* **EXERCISE DIRECTIONS**
The answer is the line that contains "Practice. Find the soccer ball" followed by every later line of the entries below, each repeated exactly, and nothing else.

* **MATERIAL FOR THIS EXERCISE**

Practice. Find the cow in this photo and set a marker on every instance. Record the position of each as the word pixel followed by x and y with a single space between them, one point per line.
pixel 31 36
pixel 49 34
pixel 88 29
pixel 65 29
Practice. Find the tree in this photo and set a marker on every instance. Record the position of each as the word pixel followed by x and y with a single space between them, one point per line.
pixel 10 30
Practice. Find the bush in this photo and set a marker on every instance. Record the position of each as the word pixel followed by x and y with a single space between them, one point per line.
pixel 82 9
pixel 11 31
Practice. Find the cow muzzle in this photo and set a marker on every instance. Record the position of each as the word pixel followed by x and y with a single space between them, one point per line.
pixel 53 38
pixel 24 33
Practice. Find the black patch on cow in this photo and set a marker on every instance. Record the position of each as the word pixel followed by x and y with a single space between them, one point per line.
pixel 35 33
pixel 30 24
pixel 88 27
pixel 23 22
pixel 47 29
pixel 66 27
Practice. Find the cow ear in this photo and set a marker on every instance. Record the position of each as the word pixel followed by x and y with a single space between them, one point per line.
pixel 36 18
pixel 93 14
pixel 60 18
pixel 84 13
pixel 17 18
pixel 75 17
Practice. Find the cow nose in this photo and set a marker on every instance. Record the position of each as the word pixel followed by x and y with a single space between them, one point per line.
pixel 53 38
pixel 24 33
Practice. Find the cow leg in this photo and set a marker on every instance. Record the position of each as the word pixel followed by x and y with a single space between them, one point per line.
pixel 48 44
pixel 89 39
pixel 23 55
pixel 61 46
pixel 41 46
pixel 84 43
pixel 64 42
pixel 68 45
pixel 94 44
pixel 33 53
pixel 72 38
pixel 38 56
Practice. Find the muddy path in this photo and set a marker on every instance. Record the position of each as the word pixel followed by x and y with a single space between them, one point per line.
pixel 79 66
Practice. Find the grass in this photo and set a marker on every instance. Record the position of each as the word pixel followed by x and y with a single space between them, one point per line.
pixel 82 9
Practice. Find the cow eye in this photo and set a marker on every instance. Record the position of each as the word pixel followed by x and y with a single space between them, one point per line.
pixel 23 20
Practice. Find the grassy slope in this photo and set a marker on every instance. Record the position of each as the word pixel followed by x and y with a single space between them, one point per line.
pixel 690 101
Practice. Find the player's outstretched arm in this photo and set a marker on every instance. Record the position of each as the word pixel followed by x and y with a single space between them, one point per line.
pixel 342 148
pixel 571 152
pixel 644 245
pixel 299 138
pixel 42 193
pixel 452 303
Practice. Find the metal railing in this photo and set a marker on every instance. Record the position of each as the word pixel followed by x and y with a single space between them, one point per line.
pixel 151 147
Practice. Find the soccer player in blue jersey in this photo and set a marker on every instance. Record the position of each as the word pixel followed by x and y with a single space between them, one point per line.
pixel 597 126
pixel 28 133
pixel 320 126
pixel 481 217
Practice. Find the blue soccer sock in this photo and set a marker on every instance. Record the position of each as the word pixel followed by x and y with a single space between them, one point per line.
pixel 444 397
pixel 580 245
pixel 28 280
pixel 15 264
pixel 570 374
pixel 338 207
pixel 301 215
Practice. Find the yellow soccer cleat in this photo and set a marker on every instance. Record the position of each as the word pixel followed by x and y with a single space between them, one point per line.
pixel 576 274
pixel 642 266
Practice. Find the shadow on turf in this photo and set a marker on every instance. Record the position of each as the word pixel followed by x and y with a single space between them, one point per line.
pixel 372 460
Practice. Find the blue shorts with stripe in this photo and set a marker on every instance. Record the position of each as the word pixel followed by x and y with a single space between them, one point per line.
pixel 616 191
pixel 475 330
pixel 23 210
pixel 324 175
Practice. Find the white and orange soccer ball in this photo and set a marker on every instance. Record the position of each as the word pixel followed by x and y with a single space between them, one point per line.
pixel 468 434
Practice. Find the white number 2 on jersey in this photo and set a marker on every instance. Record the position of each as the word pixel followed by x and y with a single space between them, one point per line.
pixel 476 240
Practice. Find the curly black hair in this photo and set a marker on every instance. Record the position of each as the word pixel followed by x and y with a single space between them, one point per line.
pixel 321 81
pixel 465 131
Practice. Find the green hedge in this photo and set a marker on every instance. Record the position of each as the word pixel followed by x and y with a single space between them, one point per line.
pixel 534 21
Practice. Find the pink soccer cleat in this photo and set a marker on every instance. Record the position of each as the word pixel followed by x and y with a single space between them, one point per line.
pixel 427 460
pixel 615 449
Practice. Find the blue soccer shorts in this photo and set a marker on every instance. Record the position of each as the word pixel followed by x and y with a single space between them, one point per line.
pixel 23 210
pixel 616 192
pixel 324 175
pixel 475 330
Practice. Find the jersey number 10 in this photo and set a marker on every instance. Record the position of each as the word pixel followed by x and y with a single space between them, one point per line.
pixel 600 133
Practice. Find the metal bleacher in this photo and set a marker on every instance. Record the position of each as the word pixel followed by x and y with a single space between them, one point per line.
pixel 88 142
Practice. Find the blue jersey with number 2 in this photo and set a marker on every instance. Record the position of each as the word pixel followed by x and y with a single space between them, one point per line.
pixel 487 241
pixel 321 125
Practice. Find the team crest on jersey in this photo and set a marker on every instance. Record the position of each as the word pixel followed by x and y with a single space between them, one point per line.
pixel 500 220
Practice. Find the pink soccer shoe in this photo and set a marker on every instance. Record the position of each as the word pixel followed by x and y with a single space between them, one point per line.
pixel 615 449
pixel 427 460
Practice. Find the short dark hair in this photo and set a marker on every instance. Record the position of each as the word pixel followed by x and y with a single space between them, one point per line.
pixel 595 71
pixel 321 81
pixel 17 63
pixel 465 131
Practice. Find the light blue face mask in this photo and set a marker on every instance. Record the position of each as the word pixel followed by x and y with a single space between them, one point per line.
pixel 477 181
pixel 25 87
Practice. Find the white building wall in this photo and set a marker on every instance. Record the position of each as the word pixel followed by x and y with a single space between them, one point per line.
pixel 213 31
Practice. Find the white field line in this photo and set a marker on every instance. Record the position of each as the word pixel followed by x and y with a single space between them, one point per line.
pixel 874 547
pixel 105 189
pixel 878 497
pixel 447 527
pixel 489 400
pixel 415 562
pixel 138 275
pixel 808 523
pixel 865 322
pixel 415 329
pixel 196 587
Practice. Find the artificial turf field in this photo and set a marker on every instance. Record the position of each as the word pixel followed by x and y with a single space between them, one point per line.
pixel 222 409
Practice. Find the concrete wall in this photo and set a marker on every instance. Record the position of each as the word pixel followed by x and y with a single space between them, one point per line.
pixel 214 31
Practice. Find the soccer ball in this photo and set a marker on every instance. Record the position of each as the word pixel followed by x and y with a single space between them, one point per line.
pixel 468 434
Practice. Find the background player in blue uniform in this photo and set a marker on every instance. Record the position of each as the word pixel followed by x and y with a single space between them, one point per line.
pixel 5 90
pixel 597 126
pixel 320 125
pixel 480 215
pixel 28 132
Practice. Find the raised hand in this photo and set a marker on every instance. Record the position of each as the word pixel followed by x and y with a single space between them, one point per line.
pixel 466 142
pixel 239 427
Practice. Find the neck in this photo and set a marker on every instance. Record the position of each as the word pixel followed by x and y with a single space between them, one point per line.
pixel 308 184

* **EXERCISE ANSWER**
Practice. Find the soccer ball in this photo and set a marker on every instance. Record the position of each as the word pixel followed by x and y with a single space between them, one point per line.
pixel 468 434
Practice. Find the background player in blue uniform in this photo and set a marker on every instance. Record the position of each as the word pixel followed by x and y with a single space between them, one point per line.
pixel 5 90
pixel 597 126
pixel 320 125
pixel 480 215
pixel 28 132
Practice. Find the raised hand in this photo and set a marker on every instance. Record the position of each as the word pixel followed by x and y with a single space between them, one point per line.
pixel 466 142
pixel 239 427
Practice. Find the neck in this photo and set a marker on every instance. Record the position of each as the word pixel followed by x and y with a single space between them, one point per line.
pixel 308 184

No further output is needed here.